[Records from a data source]
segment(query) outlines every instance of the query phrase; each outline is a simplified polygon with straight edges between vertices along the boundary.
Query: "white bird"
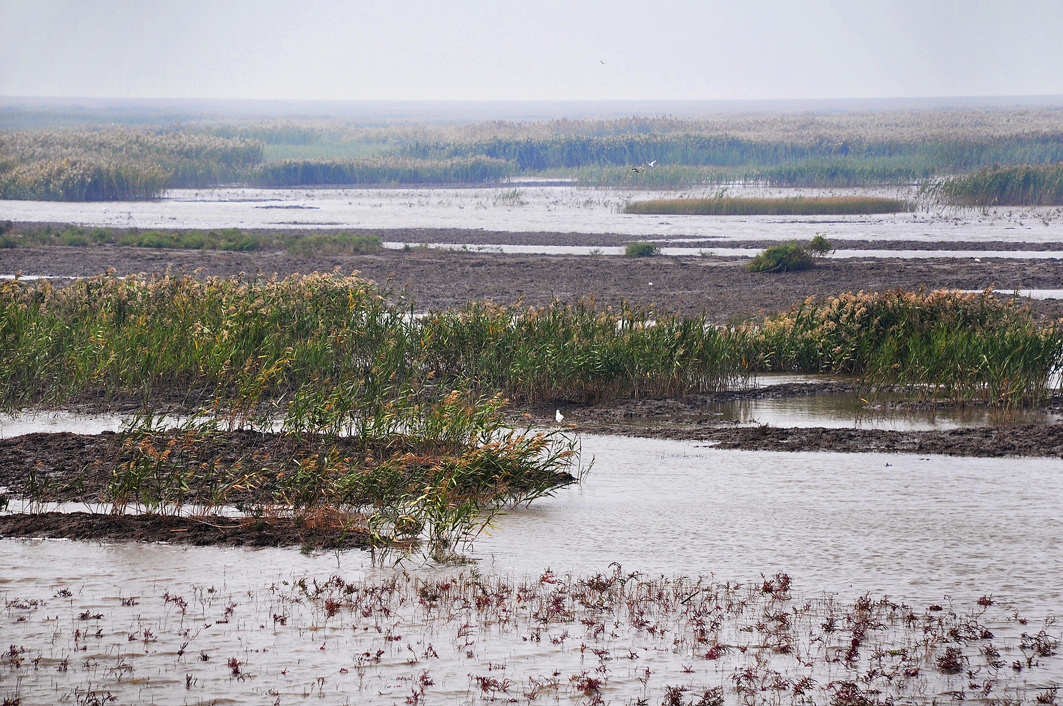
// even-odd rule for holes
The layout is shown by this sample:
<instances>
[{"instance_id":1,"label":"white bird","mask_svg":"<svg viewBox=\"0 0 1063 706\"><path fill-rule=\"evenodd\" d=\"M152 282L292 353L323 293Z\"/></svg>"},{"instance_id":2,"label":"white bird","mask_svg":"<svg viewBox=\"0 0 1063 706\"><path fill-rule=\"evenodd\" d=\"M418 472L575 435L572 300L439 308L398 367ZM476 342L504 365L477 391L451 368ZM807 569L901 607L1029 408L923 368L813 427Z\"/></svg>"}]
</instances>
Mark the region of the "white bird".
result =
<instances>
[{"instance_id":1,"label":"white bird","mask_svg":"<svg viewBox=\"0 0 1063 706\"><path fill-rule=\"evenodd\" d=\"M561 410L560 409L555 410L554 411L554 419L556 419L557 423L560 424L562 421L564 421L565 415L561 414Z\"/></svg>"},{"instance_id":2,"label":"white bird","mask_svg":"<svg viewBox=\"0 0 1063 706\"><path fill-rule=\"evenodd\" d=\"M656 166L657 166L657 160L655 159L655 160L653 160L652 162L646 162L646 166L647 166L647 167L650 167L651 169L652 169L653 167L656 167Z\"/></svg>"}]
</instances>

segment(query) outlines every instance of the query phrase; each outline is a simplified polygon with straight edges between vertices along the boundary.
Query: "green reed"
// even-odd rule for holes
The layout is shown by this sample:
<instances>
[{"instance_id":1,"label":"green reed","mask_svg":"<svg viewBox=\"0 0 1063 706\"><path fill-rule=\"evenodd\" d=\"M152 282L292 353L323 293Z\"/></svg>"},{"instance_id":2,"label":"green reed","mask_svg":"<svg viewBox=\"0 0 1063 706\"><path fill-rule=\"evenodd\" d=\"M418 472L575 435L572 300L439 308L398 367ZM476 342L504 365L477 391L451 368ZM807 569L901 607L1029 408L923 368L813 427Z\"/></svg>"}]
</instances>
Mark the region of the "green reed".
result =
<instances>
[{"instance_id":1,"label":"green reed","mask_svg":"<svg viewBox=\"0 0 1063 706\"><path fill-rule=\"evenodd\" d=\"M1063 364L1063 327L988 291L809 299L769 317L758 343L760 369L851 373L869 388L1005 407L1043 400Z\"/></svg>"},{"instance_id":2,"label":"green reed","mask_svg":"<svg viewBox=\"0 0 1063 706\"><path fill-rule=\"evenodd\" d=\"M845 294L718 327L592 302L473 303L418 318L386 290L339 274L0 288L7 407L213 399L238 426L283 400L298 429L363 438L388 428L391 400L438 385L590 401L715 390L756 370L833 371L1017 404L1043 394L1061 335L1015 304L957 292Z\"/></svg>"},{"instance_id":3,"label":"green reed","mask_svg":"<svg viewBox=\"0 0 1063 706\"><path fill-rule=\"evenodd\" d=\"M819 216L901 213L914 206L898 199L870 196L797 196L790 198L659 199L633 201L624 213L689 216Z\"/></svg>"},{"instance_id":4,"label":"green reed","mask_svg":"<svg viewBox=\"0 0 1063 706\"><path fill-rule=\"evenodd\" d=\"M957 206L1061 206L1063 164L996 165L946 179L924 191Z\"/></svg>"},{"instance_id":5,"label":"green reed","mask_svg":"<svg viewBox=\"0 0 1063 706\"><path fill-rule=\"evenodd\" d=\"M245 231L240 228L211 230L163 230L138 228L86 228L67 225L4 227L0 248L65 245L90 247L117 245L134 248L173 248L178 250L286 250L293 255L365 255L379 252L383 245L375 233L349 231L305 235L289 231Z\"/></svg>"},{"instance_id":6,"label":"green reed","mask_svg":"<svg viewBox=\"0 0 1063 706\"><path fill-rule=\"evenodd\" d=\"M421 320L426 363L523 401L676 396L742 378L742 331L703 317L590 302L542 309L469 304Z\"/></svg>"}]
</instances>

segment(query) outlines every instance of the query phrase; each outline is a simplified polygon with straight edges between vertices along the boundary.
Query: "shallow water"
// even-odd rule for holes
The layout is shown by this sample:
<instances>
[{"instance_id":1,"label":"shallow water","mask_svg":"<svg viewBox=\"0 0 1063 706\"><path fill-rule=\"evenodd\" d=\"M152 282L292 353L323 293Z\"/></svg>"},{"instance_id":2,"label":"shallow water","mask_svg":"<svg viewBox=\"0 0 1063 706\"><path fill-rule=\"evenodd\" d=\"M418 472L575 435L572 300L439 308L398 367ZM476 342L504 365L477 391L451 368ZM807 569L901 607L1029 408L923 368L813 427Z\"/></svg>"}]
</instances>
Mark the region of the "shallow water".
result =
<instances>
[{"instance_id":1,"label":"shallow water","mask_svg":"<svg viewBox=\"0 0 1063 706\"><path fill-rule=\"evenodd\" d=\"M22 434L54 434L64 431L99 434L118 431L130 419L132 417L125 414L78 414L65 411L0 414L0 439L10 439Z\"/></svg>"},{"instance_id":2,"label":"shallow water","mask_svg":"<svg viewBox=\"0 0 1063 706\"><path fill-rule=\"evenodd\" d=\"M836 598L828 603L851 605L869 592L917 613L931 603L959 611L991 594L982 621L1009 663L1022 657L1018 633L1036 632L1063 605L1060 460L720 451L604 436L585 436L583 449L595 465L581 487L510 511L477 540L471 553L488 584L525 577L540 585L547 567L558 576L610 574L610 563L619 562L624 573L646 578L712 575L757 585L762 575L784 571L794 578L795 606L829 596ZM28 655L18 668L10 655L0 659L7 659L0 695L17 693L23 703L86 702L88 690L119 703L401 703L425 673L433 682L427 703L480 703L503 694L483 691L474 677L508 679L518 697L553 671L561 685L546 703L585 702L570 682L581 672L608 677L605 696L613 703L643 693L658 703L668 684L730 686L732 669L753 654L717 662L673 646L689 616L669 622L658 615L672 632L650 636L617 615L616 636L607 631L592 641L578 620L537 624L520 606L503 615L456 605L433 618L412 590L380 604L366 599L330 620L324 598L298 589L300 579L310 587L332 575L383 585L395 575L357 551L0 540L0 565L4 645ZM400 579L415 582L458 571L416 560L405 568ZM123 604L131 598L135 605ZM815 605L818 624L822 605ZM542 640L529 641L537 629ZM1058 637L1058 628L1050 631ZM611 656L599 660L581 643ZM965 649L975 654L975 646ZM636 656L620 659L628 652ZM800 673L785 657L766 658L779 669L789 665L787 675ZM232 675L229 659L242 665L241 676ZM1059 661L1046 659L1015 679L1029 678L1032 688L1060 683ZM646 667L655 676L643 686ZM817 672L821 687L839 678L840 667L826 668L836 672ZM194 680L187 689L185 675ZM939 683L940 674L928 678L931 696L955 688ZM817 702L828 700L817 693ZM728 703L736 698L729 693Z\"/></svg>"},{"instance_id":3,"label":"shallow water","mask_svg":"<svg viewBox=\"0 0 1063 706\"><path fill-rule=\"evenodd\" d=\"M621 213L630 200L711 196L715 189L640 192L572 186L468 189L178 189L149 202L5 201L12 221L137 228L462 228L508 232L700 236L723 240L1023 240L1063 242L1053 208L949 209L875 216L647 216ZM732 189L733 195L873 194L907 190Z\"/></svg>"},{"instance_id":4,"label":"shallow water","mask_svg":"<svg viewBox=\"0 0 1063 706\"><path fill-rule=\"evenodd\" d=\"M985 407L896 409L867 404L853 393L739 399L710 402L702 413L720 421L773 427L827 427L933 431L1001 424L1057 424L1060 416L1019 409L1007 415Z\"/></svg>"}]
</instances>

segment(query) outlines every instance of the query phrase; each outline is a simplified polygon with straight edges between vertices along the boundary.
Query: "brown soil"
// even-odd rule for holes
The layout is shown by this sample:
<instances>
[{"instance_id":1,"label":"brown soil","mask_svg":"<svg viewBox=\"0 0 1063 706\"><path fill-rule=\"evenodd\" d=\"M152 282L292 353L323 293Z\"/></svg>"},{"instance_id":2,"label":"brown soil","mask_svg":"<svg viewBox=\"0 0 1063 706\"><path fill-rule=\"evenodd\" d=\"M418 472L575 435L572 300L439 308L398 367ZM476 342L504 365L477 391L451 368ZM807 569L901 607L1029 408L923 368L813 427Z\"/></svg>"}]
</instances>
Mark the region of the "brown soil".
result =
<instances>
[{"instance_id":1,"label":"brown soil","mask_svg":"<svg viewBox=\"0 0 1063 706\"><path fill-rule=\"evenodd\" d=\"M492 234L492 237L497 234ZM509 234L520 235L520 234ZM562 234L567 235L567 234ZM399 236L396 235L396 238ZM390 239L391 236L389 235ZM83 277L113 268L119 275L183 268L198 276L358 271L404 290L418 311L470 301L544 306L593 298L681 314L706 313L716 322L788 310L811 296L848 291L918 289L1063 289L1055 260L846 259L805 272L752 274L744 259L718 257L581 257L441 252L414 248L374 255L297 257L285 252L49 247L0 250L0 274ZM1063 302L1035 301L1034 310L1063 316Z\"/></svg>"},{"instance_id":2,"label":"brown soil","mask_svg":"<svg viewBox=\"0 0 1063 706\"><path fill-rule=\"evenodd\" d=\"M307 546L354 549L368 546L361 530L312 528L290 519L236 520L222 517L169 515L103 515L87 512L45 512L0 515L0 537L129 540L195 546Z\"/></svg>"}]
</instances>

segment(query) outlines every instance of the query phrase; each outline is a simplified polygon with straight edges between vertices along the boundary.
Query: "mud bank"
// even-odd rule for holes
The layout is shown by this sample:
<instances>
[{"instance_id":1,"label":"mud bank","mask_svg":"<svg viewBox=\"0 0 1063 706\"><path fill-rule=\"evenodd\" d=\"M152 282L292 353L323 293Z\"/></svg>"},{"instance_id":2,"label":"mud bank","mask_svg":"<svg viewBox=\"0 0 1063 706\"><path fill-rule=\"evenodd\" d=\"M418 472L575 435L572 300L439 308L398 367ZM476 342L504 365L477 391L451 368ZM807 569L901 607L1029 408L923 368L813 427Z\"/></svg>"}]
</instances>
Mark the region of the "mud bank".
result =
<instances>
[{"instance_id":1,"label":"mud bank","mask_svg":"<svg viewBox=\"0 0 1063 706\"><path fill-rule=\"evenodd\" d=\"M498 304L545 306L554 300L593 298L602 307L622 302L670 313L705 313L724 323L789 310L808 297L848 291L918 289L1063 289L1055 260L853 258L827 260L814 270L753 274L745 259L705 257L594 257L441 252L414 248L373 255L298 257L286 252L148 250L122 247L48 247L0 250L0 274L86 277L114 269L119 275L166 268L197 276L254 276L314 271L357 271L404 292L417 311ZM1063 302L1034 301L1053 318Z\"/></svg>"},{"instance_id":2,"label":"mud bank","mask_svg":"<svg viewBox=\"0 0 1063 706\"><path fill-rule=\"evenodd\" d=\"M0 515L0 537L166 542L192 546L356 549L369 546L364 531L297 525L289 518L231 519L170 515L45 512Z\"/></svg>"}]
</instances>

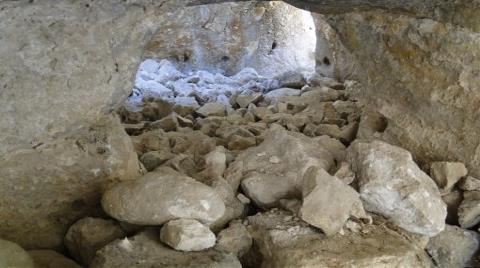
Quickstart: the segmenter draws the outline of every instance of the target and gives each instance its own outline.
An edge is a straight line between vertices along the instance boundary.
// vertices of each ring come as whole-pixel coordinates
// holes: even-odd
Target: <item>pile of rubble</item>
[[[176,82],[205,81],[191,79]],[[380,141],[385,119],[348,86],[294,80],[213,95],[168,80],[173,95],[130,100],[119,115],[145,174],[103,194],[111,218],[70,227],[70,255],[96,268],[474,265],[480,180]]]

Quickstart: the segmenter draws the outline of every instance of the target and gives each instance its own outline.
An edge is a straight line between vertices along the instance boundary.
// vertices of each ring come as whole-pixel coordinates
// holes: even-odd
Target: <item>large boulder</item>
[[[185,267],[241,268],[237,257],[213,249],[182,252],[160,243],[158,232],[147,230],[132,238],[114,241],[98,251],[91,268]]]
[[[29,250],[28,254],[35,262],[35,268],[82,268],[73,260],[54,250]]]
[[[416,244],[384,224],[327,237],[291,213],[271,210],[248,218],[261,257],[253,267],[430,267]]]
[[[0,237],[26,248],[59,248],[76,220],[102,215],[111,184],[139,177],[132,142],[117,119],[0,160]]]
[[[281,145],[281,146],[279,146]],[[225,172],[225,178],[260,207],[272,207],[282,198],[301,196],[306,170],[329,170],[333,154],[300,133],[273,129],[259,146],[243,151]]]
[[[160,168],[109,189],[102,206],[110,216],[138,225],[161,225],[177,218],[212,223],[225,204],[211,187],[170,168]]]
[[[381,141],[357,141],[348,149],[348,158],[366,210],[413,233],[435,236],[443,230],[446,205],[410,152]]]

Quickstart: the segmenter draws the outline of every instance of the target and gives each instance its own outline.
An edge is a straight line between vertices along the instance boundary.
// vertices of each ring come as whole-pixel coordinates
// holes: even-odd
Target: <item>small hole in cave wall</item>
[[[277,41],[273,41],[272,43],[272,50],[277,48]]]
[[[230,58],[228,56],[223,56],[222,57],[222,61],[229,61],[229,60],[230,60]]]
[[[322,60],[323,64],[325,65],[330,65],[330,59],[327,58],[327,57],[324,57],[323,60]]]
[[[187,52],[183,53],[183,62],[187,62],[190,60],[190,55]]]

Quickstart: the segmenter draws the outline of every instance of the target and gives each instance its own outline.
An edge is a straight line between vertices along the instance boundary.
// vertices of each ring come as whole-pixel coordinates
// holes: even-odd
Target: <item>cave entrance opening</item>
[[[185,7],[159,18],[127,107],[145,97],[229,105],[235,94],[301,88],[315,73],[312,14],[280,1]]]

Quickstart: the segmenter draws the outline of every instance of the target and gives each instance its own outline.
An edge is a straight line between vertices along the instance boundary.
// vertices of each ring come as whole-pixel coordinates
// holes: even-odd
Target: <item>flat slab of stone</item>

## HOW TO COMPLETE THIS TASK
Return every line from the entries that holds the string "Mark".

## EXERCISE OUTPUT
Mark the region of the "white bird".
Mark the region of the "green reed".
Mark the region of the "shallow water".
Mark the region of the "brown soil".
Mark the region of the "mud bank".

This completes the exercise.